----- Extract provided -----

A few days ago the Administrator of the [Fourth & Fifth] District pages deleted the following comment which was considered to be bullying or hate speech: "The mismanagement starts at the top with CEO Angelo who is more concerned with rewarding her friends and punishing her perceived enemies than with managing the county for the benefit of the public." If this is hate speech or bullying then either the Administrator lived a very sheltered life or is personal friends with the CEO.
I shared it on the Willits Fan Page Community page. It was approved with a notation at the bottom that it was hate speech. What a pile of poop.
Recent editorial comments have been “interesting.” The fact of the matter is that Mendocino County has five Board of Supervisors [sic] that represent the community and will need to decide what needs to happen next with this [CEO] position. So before anyone goes jumping to conclusions please know that the decision about how to move forward, will be agendized for the January 25th meeting. This has been an ongoing discussion the last year that I’ve been on the Board, please feel free to ask questions and share opinions but know that NO DECISIONS have been made yet.
CEO Angelo’s Retirement Announcement, two on-line comments
 Angelo leaves behind a deeply damaged county government that is far more damaged than the one she was elevated to lead. Prudent reserves are good, but what has been set aside is actually a disservice as it’s a huge volume of money that went unspent on community services, safety, economic development, roads etc. Angelo has used the pandemic, wildfires, PSPS to obscure her incompetence. She’s simply too busy “saving the County” through crisis management or arguing with PG&E to work on actual management of the organization. She has failed to bring in qualified people to actually manage these events. When she does step in on management matters, its always to create conflict, for example with the Sheriff or Auditor. Its all an unnecessary distraction to keep people from judging her on what she’s actually responsible for. She has gotten away with this for years and years, Board member after Board member. How? The revisionism in this article is funny. She has somehow turned employee morale around and listens to the employees? Hitting the bottle much? She states the County was a jobs program, as though that’s something that will help with morale as well. But again she’s wrong. When she became CEO the county had about 1,200 employees. Today? They’re trying to bring it to 1,400. So if it is just a jobs program and she’s the butcher, she’s done one hell of a job trimming that down! Also, it should be clear that Angelo is leaving behind million dollar lawsuits left and right for her bad judgment. That being said, I do think she manages crisis well, but that shouldn’t be a CEO’s job. Where are her qualified people? Why is she so averse to people with actual qualifications? Did she beat Darcie Antle to the punch by resigning a couple months earlier than expected?
 Oh residents of Mendocino County you better be really aware. Hopefully no one is appointed to the position before she leaves by her choosing. Foolishness if we announce with a shiny press release of her hand-picked muse appointed with much fanfare. Carmel rose herself to the highest paid Mendocino County staff member and retirement recipient ever! Hopefully, we can find a brain on the board of supes, even one would do!!! Can we get several candidates on such short notice that can be evaluated by the Board of Supes and the public before they are appointed? We do not need more of the same hand fed puppets delivering stale soft serve watered down ice cream. HELLO… Our county is in crisis from the poor upper management. I can’t see any problems with a self appointment by Carmel and no accountability said no one ever.

----- Excerpted records -----

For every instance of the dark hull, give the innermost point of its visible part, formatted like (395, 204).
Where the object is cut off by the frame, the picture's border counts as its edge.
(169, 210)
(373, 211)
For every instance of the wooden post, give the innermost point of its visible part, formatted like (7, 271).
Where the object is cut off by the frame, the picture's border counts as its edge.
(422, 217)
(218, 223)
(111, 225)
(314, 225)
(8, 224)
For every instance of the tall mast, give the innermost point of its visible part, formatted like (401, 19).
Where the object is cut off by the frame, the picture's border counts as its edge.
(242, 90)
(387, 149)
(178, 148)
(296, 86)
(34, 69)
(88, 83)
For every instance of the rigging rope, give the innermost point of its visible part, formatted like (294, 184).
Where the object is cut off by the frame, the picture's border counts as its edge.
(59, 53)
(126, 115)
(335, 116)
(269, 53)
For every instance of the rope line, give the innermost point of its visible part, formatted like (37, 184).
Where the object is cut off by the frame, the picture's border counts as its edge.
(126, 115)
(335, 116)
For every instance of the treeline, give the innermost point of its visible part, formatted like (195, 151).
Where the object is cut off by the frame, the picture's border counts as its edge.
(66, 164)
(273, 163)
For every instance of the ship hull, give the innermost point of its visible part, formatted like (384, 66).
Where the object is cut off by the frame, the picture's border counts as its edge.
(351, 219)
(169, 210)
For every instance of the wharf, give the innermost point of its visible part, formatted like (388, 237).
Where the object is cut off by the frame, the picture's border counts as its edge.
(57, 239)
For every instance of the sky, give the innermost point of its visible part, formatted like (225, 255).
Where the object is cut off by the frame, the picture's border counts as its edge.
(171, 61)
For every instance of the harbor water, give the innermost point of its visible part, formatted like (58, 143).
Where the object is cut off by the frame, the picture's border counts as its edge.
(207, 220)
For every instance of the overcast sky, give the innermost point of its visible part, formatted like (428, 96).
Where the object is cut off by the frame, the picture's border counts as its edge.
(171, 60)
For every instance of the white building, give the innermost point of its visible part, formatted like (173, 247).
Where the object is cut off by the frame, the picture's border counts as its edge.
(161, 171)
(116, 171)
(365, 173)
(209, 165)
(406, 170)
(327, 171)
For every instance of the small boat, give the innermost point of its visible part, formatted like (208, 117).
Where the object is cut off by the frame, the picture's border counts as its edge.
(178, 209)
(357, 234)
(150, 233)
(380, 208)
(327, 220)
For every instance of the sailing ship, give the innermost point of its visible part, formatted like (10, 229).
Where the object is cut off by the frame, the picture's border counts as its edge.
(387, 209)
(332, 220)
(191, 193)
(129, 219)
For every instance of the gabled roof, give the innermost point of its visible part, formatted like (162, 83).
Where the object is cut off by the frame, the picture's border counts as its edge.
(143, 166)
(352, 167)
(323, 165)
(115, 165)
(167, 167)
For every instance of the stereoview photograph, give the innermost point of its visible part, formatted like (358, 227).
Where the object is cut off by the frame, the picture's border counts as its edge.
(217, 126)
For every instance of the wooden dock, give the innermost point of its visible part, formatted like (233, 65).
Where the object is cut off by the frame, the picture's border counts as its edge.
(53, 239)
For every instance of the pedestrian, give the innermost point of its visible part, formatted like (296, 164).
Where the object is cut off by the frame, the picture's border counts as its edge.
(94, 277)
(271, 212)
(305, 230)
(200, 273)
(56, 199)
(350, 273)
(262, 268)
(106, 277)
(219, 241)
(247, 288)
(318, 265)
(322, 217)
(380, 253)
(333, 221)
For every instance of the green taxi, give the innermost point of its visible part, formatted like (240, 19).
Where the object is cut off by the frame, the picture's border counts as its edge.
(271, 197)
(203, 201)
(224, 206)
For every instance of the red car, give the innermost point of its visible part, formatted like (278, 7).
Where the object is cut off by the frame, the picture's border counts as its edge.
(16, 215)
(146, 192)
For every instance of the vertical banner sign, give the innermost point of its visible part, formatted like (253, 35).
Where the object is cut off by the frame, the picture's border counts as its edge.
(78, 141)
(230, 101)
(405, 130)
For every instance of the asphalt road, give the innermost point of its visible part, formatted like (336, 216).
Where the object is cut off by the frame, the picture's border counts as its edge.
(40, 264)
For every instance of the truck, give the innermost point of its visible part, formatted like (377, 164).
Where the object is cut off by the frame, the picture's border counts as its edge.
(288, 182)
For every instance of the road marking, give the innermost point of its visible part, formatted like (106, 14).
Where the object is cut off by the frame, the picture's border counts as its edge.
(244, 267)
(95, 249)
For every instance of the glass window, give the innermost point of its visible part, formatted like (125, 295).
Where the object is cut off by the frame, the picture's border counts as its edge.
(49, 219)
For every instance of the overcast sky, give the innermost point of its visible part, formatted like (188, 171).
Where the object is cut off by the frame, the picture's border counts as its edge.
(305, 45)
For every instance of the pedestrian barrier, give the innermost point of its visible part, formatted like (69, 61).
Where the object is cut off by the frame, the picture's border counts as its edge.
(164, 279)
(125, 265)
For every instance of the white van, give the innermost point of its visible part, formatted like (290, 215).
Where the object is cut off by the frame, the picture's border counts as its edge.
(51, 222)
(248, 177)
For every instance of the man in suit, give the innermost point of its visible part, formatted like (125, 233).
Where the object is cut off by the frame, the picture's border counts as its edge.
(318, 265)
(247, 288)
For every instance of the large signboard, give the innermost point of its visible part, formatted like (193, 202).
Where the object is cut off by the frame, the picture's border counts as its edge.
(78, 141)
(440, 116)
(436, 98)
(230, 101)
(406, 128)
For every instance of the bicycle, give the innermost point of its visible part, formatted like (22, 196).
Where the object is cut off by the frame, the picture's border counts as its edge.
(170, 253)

-----

**Using the information:**
• 1. Transcribe the part of the comments about the Mendocino County CEO from "I shared it" up to and including "been made yet.".
• 2. Answer these questions using the comments about the Mendocino County CEO:
(a) On which community page was the deleted comment shared?
(b) For which meeting will the decision on how to move forward be agendized?
(c) About how many employees did the county have when Angelo became CEO?

**Answers to each task:**
• 1.
I shared it on the Willits Fan Page Community page. It was approved with a notation at the bottom that it was hate speech. What a pile of poop.
Recent editorial comments have been “interesting.” The fact of the matter is that Mendocino County has five Board of Supervisors [sic] that represent the community and will need to decide what needs to happen next with this [CEO] position. So before anyone goes jumping to conclusions please know that the decision about how to move forward, will be agendized for the January 25th meeting. This has been an ongoing discussion the last year that I’ve been on the Board, please feel free to ask questions and share opinions but know that NO DECISIONS have been made yet.

• 2.
(a) The Willits Fan Page Community page
(b) The January 25th meeting
(c) About 1,200